_GOAL OF THE EXERCISE_
The line with "Segment out white exterior" marks the first line to copy, and the line with "Segment out wooden lower" marks the last. Transcribe that stretch of the data below exactly, without pictures.

(Recorded data)
====================
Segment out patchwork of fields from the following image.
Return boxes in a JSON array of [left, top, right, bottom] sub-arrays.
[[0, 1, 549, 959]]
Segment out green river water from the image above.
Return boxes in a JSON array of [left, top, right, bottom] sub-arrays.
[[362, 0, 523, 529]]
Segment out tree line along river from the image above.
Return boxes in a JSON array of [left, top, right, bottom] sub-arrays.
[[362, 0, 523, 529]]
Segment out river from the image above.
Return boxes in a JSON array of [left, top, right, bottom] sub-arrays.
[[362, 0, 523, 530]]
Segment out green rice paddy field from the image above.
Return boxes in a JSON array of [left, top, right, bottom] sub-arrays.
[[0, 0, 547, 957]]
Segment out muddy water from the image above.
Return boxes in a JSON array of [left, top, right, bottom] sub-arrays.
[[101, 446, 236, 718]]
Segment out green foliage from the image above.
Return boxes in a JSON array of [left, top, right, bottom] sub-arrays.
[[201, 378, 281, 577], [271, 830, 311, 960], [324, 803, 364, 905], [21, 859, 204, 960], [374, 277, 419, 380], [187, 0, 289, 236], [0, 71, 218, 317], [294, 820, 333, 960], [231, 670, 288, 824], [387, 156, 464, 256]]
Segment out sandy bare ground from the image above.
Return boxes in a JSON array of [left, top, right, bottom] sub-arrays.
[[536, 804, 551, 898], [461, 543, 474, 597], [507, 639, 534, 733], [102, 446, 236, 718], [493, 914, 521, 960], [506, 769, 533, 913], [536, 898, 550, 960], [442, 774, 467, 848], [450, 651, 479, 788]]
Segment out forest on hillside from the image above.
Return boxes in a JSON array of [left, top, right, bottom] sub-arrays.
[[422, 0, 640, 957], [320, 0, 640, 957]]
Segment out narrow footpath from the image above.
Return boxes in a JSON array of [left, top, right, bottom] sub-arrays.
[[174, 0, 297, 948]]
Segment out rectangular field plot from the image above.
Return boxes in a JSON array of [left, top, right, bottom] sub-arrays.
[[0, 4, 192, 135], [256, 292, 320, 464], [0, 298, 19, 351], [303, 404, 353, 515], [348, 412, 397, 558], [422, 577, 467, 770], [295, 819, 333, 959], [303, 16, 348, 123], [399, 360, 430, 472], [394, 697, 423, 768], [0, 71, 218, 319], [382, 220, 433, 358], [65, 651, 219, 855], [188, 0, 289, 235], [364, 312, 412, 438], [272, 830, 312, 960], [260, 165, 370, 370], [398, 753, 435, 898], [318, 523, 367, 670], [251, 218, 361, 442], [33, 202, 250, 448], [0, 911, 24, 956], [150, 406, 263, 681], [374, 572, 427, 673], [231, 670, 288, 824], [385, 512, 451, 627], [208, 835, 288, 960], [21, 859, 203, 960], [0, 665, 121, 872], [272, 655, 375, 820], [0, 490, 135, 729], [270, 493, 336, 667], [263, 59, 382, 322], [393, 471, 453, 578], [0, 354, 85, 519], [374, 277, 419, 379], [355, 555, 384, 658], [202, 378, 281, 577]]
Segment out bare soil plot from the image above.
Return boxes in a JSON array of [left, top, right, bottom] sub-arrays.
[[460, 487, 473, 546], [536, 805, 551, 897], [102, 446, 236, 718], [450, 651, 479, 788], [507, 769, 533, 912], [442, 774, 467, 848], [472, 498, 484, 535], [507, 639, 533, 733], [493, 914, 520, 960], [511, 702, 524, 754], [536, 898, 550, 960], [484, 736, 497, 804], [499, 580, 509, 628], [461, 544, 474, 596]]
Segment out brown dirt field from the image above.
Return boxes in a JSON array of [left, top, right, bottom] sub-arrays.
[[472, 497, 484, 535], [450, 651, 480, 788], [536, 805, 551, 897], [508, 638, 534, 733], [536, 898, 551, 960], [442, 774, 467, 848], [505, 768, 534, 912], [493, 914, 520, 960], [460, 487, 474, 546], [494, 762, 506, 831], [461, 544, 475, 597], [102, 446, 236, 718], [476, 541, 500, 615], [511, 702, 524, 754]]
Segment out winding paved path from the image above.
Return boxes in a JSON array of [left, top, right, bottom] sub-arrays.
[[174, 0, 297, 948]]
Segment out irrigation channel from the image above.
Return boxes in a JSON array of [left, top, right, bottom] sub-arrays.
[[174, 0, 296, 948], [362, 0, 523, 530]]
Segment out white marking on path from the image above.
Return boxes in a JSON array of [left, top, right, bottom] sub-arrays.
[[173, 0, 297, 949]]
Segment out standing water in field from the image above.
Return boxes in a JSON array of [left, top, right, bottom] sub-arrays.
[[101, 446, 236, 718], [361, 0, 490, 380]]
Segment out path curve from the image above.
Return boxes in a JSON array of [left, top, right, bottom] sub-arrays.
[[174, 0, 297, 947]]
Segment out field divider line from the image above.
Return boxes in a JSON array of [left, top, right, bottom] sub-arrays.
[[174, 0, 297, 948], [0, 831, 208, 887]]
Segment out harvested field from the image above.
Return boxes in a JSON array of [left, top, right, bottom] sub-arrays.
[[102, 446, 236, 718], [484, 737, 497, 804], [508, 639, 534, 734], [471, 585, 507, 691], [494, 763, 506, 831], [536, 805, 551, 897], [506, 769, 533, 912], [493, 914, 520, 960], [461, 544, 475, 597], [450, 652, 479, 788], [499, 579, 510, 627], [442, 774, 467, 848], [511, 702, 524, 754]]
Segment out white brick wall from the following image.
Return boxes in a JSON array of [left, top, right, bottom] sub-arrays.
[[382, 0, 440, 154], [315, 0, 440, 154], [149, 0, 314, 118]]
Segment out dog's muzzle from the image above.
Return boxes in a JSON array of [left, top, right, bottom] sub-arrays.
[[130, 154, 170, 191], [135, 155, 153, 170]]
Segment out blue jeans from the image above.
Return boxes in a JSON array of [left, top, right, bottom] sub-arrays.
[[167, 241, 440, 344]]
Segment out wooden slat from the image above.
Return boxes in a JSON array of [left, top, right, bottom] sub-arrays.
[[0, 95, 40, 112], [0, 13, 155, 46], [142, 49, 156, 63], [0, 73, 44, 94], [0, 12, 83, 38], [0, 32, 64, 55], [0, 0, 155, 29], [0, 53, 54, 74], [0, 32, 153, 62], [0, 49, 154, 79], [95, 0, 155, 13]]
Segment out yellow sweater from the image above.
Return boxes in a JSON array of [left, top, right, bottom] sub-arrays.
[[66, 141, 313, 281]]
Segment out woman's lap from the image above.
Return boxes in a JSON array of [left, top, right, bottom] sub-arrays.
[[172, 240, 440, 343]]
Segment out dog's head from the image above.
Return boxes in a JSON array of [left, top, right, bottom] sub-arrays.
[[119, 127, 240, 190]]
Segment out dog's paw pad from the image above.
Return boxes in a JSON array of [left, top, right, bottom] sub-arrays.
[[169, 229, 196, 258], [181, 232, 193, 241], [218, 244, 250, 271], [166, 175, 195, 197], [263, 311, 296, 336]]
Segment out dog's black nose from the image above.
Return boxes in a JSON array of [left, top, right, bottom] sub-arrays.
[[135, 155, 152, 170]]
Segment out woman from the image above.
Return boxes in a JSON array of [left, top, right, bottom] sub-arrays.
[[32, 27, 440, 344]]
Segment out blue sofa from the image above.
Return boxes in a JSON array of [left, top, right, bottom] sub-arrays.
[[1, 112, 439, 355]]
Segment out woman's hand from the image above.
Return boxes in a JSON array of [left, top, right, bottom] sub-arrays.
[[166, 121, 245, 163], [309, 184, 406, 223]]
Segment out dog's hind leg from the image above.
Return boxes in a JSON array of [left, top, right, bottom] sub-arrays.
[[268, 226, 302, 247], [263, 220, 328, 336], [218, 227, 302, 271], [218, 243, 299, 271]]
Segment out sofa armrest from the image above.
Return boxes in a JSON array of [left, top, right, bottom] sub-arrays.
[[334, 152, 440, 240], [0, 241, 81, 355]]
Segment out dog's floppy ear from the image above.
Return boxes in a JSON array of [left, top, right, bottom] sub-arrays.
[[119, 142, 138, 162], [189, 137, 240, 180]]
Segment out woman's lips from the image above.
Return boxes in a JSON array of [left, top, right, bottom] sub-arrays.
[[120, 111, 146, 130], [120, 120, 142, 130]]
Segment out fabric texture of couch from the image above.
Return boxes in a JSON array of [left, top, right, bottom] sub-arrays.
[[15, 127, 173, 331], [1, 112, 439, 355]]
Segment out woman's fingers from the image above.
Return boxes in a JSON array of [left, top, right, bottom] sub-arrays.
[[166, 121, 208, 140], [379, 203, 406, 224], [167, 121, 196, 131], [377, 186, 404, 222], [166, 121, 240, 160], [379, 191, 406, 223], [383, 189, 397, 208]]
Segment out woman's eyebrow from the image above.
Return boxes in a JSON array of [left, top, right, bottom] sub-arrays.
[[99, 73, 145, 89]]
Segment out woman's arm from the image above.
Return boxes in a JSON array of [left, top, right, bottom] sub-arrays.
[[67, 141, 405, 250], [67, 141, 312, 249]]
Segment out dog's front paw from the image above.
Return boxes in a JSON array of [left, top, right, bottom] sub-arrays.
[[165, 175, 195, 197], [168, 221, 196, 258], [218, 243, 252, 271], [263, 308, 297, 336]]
====================
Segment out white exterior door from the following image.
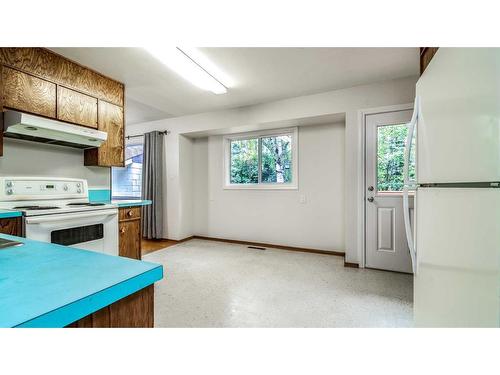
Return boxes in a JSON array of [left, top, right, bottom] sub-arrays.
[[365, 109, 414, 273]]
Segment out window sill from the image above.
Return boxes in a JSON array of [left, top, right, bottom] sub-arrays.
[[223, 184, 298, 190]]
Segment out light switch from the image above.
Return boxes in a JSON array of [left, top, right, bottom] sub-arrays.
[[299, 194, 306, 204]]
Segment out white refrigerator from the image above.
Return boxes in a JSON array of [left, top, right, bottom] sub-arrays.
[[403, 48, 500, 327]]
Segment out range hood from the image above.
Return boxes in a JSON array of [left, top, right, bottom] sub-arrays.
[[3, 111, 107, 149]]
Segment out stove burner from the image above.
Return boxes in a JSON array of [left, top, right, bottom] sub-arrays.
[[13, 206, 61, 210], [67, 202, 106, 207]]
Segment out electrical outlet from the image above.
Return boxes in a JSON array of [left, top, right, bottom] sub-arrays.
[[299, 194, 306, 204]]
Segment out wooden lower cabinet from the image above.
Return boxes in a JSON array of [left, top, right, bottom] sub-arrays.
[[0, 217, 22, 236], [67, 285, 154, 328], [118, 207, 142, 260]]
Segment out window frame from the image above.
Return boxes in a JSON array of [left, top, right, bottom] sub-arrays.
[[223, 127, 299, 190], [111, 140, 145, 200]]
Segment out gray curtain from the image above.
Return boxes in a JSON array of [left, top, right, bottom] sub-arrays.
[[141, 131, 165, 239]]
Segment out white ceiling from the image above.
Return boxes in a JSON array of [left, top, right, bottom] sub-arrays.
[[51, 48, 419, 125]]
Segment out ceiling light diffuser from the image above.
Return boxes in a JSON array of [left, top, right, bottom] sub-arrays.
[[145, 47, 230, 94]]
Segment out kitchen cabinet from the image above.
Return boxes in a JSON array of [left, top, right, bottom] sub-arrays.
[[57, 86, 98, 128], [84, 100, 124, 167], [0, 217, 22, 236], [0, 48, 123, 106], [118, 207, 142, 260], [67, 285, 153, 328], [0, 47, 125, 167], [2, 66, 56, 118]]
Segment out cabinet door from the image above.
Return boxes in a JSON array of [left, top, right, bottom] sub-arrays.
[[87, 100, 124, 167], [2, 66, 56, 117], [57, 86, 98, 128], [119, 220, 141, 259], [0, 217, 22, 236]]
====================
_SOLUTION TO THE EXERCISE_
Segment out white exterior door from the following image.
Return boxes in a JSON array of [left, top, right, bottom] sub-arrays.
[[365, 109, 414, 273]]
Segment out window sill from the image above.
Return boxes in a JSON array of [left, top, right, bottom] sub-arrays.
[[223, 184, 298, 190]]
Segment out light switch from the image above.
Return boxes in a JSON array of [left, top, right, bottom] sub-arrays.
[[299, 194, 306, 204]]
Segment out white refrigerator from the image above.
Return boxes in a JSON array of [left, top, right, bottom] sub-arrays.
[[403, 48, 500, 327]]
Segment out range hood from the image above.
Return boxes in a JSON array of [left, top, right, bottom] sub-arrays.
[[3, 111, 107, 149]]
Segment out stove burner from the image above.
Return boxes in a JSON array of [left, top, right, bottom] sub-arrays.
[[13, 206, 61, 210], [67, 202, 106, 207]]
Segment out electrical outlet from the image above.
Return boxes in a JSON array of [left, top, right, bottom] sub-arrays.
[[299, 194, 306, 204]]
Segment out wooden lower cabinet from the image above.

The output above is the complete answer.